Tapping into the beat of Baltimore

Savion Glover and friends won't have a story line, but they will 'scream, stomp, run around' and make plenty of noise.

April 09, 2000|By Sandra Crockett | Sandra Crockett,Sun Staff

Savion Glover has tap-danced his way to Broadway. He's tapped his way to the White House. And he's tapped his way to cities around the world. This week Glover, 26, taps his way to Baltimore in "Savion! The Concert" on Thursday, Friday and Saturday. .

But don't go to the Lyric Opera House to see a show. According to Glover, nothing could be further from the truth -- even though the 26-year-old has spent more than half his life on stage.

He made his Broadway debut at age 12, and a year later, became the youngest person nominated for a Tony Award for his performance in "Black and Blue." Ten years later, he won a Tony Award for Choreography for "Bring In `da Noise, Bring In `da Funk," the lively 1996 musical history lesson of the African-American experience.

But "Savion! The Concert" is different, and Glover clearly didn't appreciate a recent review that criticized the production as not being sufficiently theatrical. Glover made his comments in a telephone interview from Columbus, Ohio, where he was performing in his concert.

You said the concert's not a show. So what's it about? This is not a drama or musical. It is a tap concert. It is nothing deep. I don't have a new show; it's just a concert. People who are expecting to see an overwhelming story or expecting something in a certain act, these people might just want to go see "Cats." But what makes it special is that we we have [tap legends] Jimmy Slyde, Dianne Walker and Buster Brown. And we have [10-year-old] Cartier Williams.

You've said that the concert was a way to give your tap-dancing friends a platform. Is that how it came about? I basically grew up on the road with them and it has been a while since we've hung out. So we are doing it here.

You're the choreographer and director? I'm the director because it is my concert. But it's not like I am directing these legends to do anything. These people are their own individuals. I'm not choreographing anything for them. Everyone is doing their own choreography.

How hard is it physically on you? How do you keep up your stamina night after night? It doesn't take that much. It's just like a long workout. All I need is a little something to eat, a little sleep. And prayer gets me through.

When did you start touring? We started in March. We will be going through May.

★ ★ ★ ★ ★

JOB 1
From the Savion Glover article, transcribe the passage that begins at the words "Savion Glover and" and ends after the words "and Saturday. .".
JOB 2
State whether each statement agrees with the Savion Glover article, answering yes or no and quoting the deciding words: (a) Glover made his Broadway debut at age 12. (b) Glover choreographs the routines that the tap legends perform in the concert. (c) The tour started in April.

INFORMATION PROVIDED
★ ★ ★ ★ ★

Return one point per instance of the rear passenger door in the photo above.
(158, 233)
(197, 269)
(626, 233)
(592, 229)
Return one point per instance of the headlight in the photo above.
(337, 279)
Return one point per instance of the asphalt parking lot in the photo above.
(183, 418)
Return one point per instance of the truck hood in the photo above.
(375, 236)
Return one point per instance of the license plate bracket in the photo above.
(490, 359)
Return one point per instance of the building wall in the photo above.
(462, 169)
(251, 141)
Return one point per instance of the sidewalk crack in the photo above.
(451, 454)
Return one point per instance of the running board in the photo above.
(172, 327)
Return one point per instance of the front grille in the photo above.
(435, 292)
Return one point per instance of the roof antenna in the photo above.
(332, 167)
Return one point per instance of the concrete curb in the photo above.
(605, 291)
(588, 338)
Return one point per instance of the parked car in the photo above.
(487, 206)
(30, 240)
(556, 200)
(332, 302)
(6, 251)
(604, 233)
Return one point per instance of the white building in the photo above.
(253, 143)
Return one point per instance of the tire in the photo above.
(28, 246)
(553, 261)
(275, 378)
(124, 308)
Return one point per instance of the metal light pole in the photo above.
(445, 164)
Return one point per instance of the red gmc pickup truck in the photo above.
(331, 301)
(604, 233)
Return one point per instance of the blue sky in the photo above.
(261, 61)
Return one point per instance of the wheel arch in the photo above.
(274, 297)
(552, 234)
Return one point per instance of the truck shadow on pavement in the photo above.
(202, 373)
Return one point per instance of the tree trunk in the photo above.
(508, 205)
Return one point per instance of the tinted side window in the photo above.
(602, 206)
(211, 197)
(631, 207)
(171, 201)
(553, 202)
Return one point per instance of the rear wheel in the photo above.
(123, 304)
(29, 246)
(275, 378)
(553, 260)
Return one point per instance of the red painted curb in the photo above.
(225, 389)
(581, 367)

★ ★ ★ ★ ★

REPLY 1
Savion Glover and friends won't have a story line, but they will 'scream, stomp, run around' and make plenty of noise.

April 09, 2000|By Sandra Crockett | Sandra Crockett,Sun Staff

Savion Glover has tap-danced his way to Broadway. He's tapped his way to the White House. And he's tapped his way to cities around the world. This week Glover, 26, taps his way to Baltimore in "Savion! The Concert" on Thursday, Friday and Saturday. .

REPLY 2
(a) Yes: "He made his Broadway debut at age 12"
(b) No: "I'm not choreographing anything for them."
(c) No: "We started in March."